--- BEGIN STORED DATA ---

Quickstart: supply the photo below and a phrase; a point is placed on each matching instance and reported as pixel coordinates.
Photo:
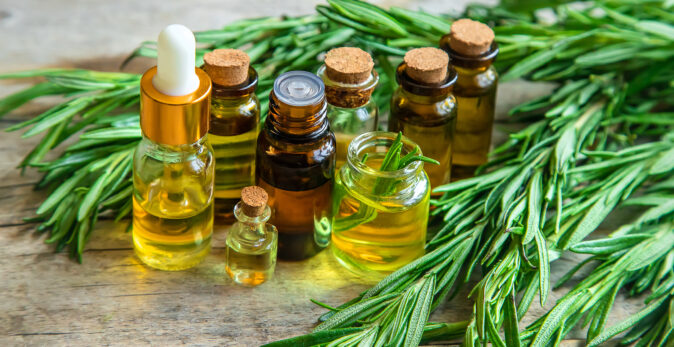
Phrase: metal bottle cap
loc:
(299, 88)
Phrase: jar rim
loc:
(361, 142)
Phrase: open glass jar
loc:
(380, 217)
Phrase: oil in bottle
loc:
(349, 80)
(251, 242)
(471, 47)
(295, 163)
(234, 126)
(424, 109)
(173, 163)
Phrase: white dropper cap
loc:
(175, 61)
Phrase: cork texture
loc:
(254, 200)
(349, 65)
(227, 67)
(427, 65)
(469, 37)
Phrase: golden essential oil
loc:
(234, 126)
(173, 163)
(252, 242)
(424, 109)
(380, 218)
(472, 50)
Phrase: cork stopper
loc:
(227, 67)
(254, 200)
(427, 65)
(468, 37)
(348, 65)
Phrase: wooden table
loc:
(112, 299)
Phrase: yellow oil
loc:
(172, 219)
(343, 141)
(234, 165)
(394, 237)
(472, 139)
(250, 267)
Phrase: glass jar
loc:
(426, 113)
(351, 110)
(380, 217)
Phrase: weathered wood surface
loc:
(112, 299)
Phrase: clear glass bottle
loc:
(426, 113)
(351, 110)
(475, 93)
(251, 241)
(295, 163)
(173, 177)
(380, 217)
(234, 126)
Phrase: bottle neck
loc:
(254, 223)
(296, 121)
(346, 95)
(425, 93)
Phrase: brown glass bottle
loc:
(234, 126)
(426, 113)
(475, 92)
(295, 163)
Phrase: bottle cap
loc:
(175, 102)
(254, 200)
(227, 67)
(299, 88)
(427, 65)
(349, 65)
(470, 38)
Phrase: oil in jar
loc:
(380, 218)
(234, 126)
(252, 242)
(472, 50)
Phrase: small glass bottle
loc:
(472, 50)
(251, 242)
(380, 217)
(234, 126)
(349, 80)
(424, 109)
(173, 163)
(295, 164)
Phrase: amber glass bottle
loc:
(295, 163)
(234, 126)
(472, 52)
(349, 80)
(424, 109)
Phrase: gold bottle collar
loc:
(174, 120)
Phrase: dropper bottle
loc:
(173, 164)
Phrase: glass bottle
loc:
(251, 242)
(475, 93)
(380, 217)
(173, 172)
(234, 126)
(351, 110)
(295, 163)
(426, 114)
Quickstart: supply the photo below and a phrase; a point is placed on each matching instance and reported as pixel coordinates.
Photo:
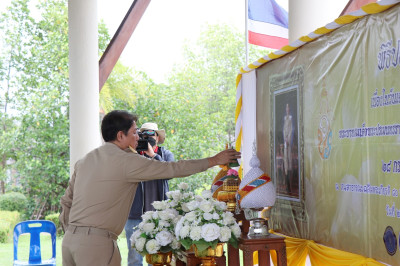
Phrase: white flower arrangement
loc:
(156, 232)
(185, 219)
(206, 224)
(182, 199)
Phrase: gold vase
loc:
(208, 256)
(159, 259)
(228, 193)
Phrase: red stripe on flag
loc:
(267, 41)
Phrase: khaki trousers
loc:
(86, 246)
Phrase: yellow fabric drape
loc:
(297, 250)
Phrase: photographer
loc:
(148, 191)
(96, 203)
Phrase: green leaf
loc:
(186, 243)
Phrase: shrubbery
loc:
(8, 220)
(13, 201)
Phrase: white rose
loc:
(139, 243)
(185, 208)
(147, 215)
(178, 227)
(236, 230)
(198, 198)
(148, 227)
(172, 203)
(183, 186)
(175, 244)
(152, 246)
(206, 206)
(184, 231)
(164, 238)
(220, 205)
(159, 205)
(192, 205)
(163, 224)
(206, 194)
(210, 232)
(215, 216)
(225, 234)
(227, 218)
(172, 213)
(207, 216)
(176, 195)
(155, 215)
(190, 216)
(164, 215)
(195, 233)
(136, 234)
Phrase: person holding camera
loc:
(96, 203)
(149, 191)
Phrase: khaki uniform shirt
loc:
(102, 188)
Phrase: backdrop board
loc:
(328, 132)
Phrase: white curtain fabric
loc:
(248, 114)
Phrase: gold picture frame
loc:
(287, 144)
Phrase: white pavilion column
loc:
(83, 78)
(306, 16)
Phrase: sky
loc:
(156, 43)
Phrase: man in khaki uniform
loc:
(101, 190)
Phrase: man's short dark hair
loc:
(116, 121)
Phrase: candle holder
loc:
(259, 218)
(228, 193)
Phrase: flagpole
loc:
(246, 31)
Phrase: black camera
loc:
(143, 143)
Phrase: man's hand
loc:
(224, 157)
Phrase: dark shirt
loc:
(150, 191)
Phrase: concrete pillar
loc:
(83, 78)
(306, 16)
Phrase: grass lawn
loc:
(7, 249)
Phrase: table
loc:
(263, 244)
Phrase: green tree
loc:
(35, 61)
(197, 106)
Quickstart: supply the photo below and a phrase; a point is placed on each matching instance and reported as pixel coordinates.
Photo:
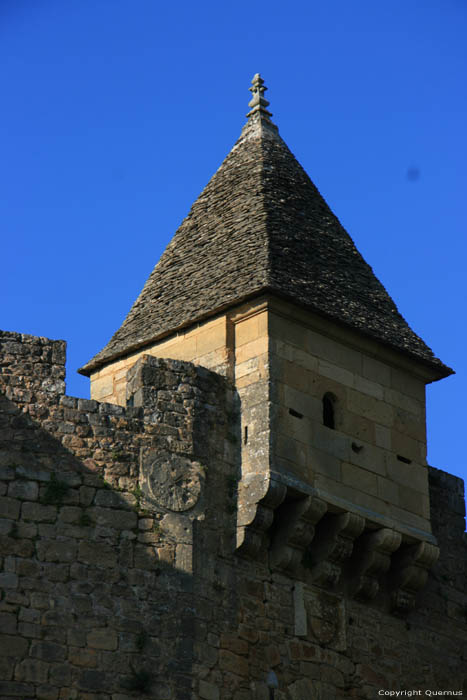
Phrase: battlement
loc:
(120, 572)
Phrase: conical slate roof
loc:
(261, 225)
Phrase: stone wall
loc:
(97, 574)
(375, 455)
(119, 574)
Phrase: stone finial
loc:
(258, 103)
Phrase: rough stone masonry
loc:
(244, 510)
(119, 572)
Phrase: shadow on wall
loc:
(99, 561)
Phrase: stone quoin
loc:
(243, 509)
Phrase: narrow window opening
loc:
(328, 411)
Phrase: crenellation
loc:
(243, 509)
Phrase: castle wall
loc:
(118, 568)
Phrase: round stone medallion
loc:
(173, 481)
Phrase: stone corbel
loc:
(257, 500)
(332, 546)
(370, 560)
(294, 531)
(409, 572)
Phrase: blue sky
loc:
(116, 113)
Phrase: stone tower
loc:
(262, 284)
(245, 512)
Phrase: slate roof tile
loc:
(261, 225)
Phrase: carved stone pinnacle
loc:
(258, 102)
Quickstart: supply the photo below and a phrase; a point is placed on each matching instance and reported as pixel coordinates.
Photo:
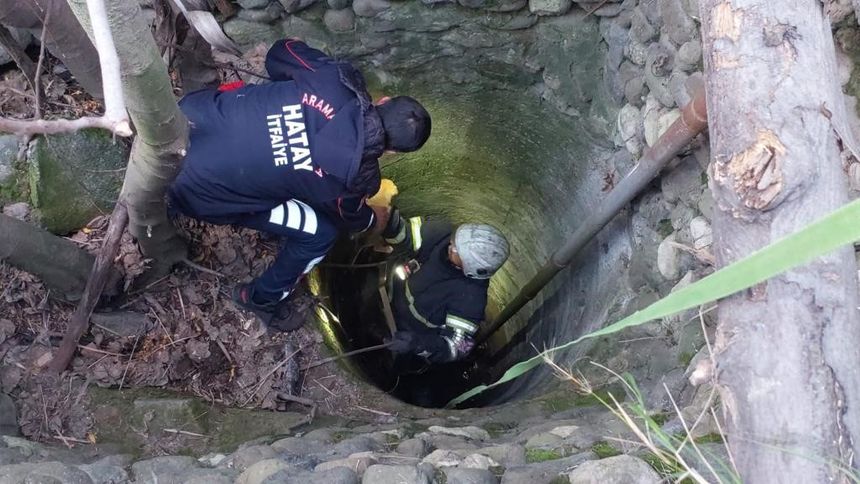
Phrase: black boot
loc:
(292, 313)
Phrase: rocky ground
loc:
(588, 446)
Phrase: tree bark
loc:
(65, 39)
(786, 350)
(38, 252)
(162, 132)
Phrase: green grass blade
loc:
(818, 238)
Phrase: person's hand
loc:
(381, 214)
(402, 342)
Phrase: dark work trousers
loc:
(308, 234)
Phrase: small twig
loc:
(240, 69)
(269, 374)
(184, 432)
(224, 350)
(377, 412)
(182, 304)
(96, 350)
(129, 362)
(324, 387)
(163, 328)
(175, 342)
(105, 329)
(200, 268)
(66, 440)
(292, 398)
(345, 355)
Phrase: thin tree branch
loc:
(37, 84)
(109, 62)
(95, 284)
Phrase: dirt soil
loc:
(181, 333)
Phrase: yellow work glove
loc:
(387, 191)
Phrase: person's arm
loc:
(355, 216)
(288, 57)
(450, 343)
(414, 237)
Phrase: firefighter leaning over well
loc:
(439, 286)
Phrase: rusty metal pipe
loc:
(693, 120)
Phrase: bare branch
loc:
(109, 62)
(115, 118)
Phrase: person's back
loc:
(296, 158)
(440, 295)
(301, 136)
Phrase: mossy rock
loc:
(535, 455)
(13, 187)
(75, 177)
(604, 449)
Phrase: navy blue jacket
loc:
(311, 134)
(438, 303)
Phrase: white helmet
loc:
(482, 248)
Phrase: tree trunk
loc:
(786, 350)
(162, 132)
(65, 39)
(38, 252)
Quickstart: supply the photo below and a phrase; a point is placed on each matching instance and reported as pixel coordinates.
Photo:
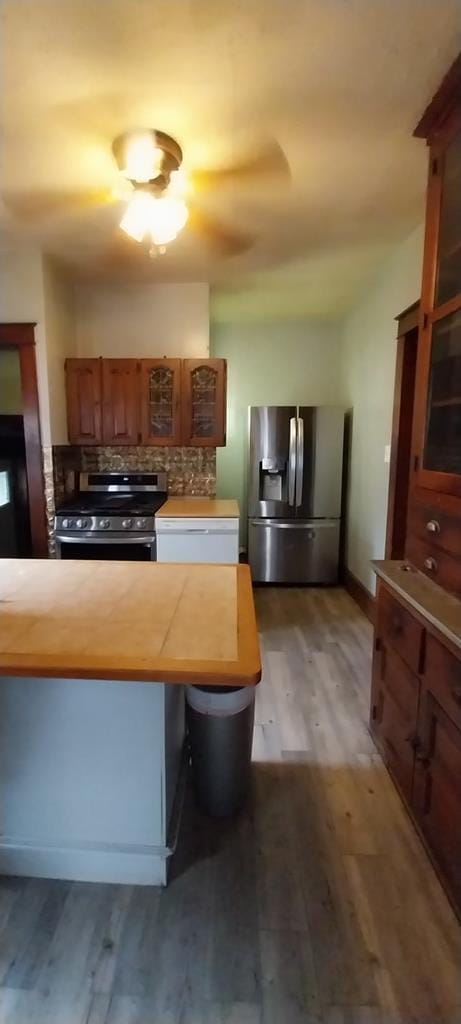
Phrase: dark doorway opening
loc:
(404, 398)
(23, 522)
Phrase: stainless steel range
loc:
(111, 516)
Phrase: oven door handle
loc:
(107, 539)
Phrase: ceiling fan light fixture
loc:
(161, 218)
(147, 156)
(142, 159)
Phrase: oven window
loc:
(107, 552)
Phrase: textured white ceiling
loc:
(338, 83)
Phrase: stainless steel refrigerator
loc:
(294, 493)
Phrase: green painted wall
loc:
(10, 396)
(367, 381)
(276, 364)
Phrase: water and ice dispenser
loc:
(273, 480)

--- END STORED DATA ---

:: SHORT PROBLEM ::
Copy every one of the records above word for word, leaving out the pictures.

:: RESPONSE BELOW ::
Quickstart: supply the photo below and a phrase; a point is placed on each matching instance and reported as pixel coordinates.
Photo:
Phrase: metal bottle cap
loc:
(299, 88)
Phrase: jar rim
loc:
(361, 142)
Phrase: open glass jar
loc:
(380, 217)
Phrase: oil in bottle
loc:
(349, 80)
(251, 242)
(471, 47)
(295, 163)
(234, 126)
(424, 109)
(173, 163)
Phrase: white dropper cap
loc:
(175, 61)
Phrase: cork texture
loc:
(254, 200)
(349, 65)
(227, 67)
(427, 65)
(469, 37)
Phrase: golden essential oil
loc:
(234, 126)
(173, 163)
(252, 242)
(424, 109)
(380, 218)
(472, 50)
Phrase: cork stopper
loc:
(227, 67)
(254, 200)
(427, 65)
(468, 37)
(348, 65)
Phrase: wooden table
loc:
(112, 299)
Phrase: yellow oil
loc:
(172, 219)
(343, 141)
(234, 165)
(394, 237)
(472, 139)
(250, 267)
Phrase: glass jar
loc:
(426, 113)
(351, 110)
(380, 217)
Phrase: weathered wood surface
loc:
(112, 299)
Phrase: clear glass bottle
loc:
(426, 113)
(351, 110)
(475, 93)
(251, 241)
(295, 163)
(173, 177)
(380, 217)
(234, 126)
Phrase: bottle neck
loc:
(254, 223)
(296, 121)
(346, 95)
(425, 93)
Phrase: brown glass bottle
loc:
(234, 126)
(426, 113)
(475, 92)
(295, 163)
Phrase: bottle cap
loc:
(175, 102)
(254, 200)
(227, 67)
(299, 88)
(427, 65)
(349, 65)
(470, 38)
Phrase: oil in jar
loc:
(380, 218)
(234, 126)
(252, 242)
(472, 50)
Phrase: small glass bottle
loc:
(472, 50)
(251, 242)
(380, 217)
(234, 126)
(349, 80)
(424, 109)
(173, 163)
(295, 164)
Phrase: amber glass bottle
loc:
(295, 163)
(234, 126)
(472, 52)
(349, 80)
(424, 109)
Phrase: gold bottle collar
loc:
(174, 120)
Phrase: dropper bottle
loc:
(173, 164)
Phrase: glass bottle
loc:
(251, 242)
(475, 93)
(380, 217)
(173, 172)
(234, 126)
(351, 110)
(295, 163)
(426, 114)
Quickstart: supply the photo below and a phrase; a point is placed on each matching instance and reported as pixel coordinates.
Photo:
Phrase: white flower arrangement
loc:
(156, 232)
(185, 219)
(206, 224)
(182, 199)
Phrase: gold vase
loc:
(208, 256)
(159, 259)
(228, 193)
Phrase: red stripe on flag
loc:
(267, 41)
Phrase: khaki trousers
loc:
(86, 246)
Phrase: yellow fabric drape
loc:
(297, 250)
Phrase: photographer
loc:
(148, 191)
(96, 203)
Phrase: green leaf
loc:
(186, 243)
Phrase: shrubbery
loc:
(8, 220)
(13, 201)
Phrase: white rose
loc:
(139, 243)
(185, 208)
(147, 215)
(178, 227)
(236, 230)
(198, 198)
(148, 227)
(172, 203)
(183, 186)
(175, 244)
(152, 246)
(206, 206)
(184, 231)
(164, 238)
(220, 205)
(159, 205)
(192, 205)
(163, 224)
(206, 194)
(210, 232)
(215, 216)
(225, 234)
(227, 218)
(172, 213)
(207, 216)
(176, 195)
(155, 215)
(190, 216)
(164, 215)
(195, 233)
(136, 234)
Phrase: person holding camera
loc:
(96, 203)
(149, 191)
Phrase: khaki uniform shirt
loc:
(102, 188)
Phrase: backdrop board
loc:
(328, 132)
Phrase: white curtain fabric
loc:
(248, 114)
Phrase: gold picture frame
loc:
(287, 144)
Phrase: white pavilion column
loc:
(83, 78)
(306, 16)
Phrase: sky
loc:
(156, 43)
Phrase: man in khaki uniform
loc:
(101, 190)
Phrase: man's short dark hair
loc:
(116, 121)
Phrase: candle holder
loc:
(259, 218)
(228, 193)
Phrase: flagpole
loc:
(246, 31)
Phrase: black camera
loc:
(143, 143)
Phrase: man's hand
loc:
(224, 157)
Phrase: dark shirt
loc:
(150, 191)
Phrase: concrete pillar
loc:
(83, 78)
(306, 16)
Phrase: grass lawn
loc:
(7, 249)
Phrase: table
loc:
(263, 244)
Phrase: green tree
loc:
(35, 61)
(197, 106)
Quickstart: supply the photo below and a phrase; a point is placed on each matching instance and reported as pixel coordinates.
Photo:
Phrase: battlement
loc:
(120, 572)
Phrase: conical slate roof
loc:
(261, 225)
Phrase: stone wall
loc:
(97, 574)
(375, 455)
(119, 574)
Phrase: stone finial
loc:
(258, 103)
Phrase: rough stone masonry
loc:
(244, 510)
(119, 572)
Phrase: shadow on wall
loc:
(99, 561)
Phrase: stone quoin
loc:
(243, 509)
Phrase: narrow window opening
loc:
(328, 411)
Phrase: crenellation
loc:
(243, 509)
Phrase: castle wall
loc:
(118, 568)
Phrase: round stone medallion
loc:
(173, 481)
Phrase: stone corbel
loc:
(257, 500)
(332, 546)
(370, 560)
(294, 531)
(409, 572)
Phrase: blue sky
loc:
(116, 113)
Phrase: stone tower
loc:
(262, 284)
(245, 512)
Phrase: slate roof tile
loc:
(261, 225)
Phrase: carved stone pinnacle
loc:
(258, 102)
Quickstart: supply the photo below and a phrase; a point is placed on each matching instance and reported as pixel coordinates.
Photo:
Phrase: black boot
loc:
(292, 313)
Phrase: rocky ground
loc:
(588, 446)
Phrase: tree bark
loc:
(65, 39)
(786, 350)
(38, 252)
(162, 132)
Phrase: green grass blade
loc:
(818, 238)
Phrase: person's hand
loc:
(381, 214)
(402, 342)
Phrase: dark work trousers
loc:
(308, 234)
Phrase: small twig
loc:
(240, 69)
(269, 374)
(184, 432)
(224, 350)
(377, 412)
(182, 304)
(96, 350)
(129, 362)
(324, 387)
(163, 328)
(175, 342)
(105, 329)
(200, 268)
(66, 440)
(292, 398)
(345, 355)
Phrase: thin tree branch
loc:
(37, 84)
(109, 62)
(95, 284)
Phrase: dirt soil
loc:
(181, 333)
Phrase: yellow work glove
loc:
(387, 191)
Phrase: person's arm
loc:
(355, 216)
(288, 57)
(450, 343)
(414, 237)
Phrase: firefighter leaning over well
loc:
(439, 286)
Phrase: rusty metal pipe
loc:
(693, 120)
Phrase: bare branch
loc:
(109, 62)
(115, 118)
Phrase: person's back
loc:
(296, 158)
(440, 295)
(301, 136)
Phrase: mossy rock
loc:
(535, 455)
(13, 187)
(75, 177)
(604, 449)
Phrase: navy blue jacket
loc:
(311, 134)
(438, 303)
Phrase: white helmet
loc:
(482, 248)
Phrase: tree trunk
loc:
(786, 350)
(162, 132)
(65, 39)
(38, 252)
Quickstart: supply the photo below and a phrase; a point is placed on each matching instance and reported as pixel coordinates.
Photo:
Phrase: dark doorway opening
loc:
(404, 398)
(23, 522)
Phrase: stainless steel range
loc:
(111, 516)
Phrase: oven door handle
loc:
(107, 539)
Phrase: ceiling fan light fixture
loc:
(161, 218)
(147, 156)
(142, 159)
Phrase: oven window
loc:
(107, 552)
Phrase: textured white ceiling
loc:
(338, 83)
Phrase: stainless steel refrigerator
loc:
(294, 493)
Phrase: green painted wall
loc:
(10, 396)
(367, 381)
(276, 364)
Phrase: water and ice dispenser
loc:
(273, 480)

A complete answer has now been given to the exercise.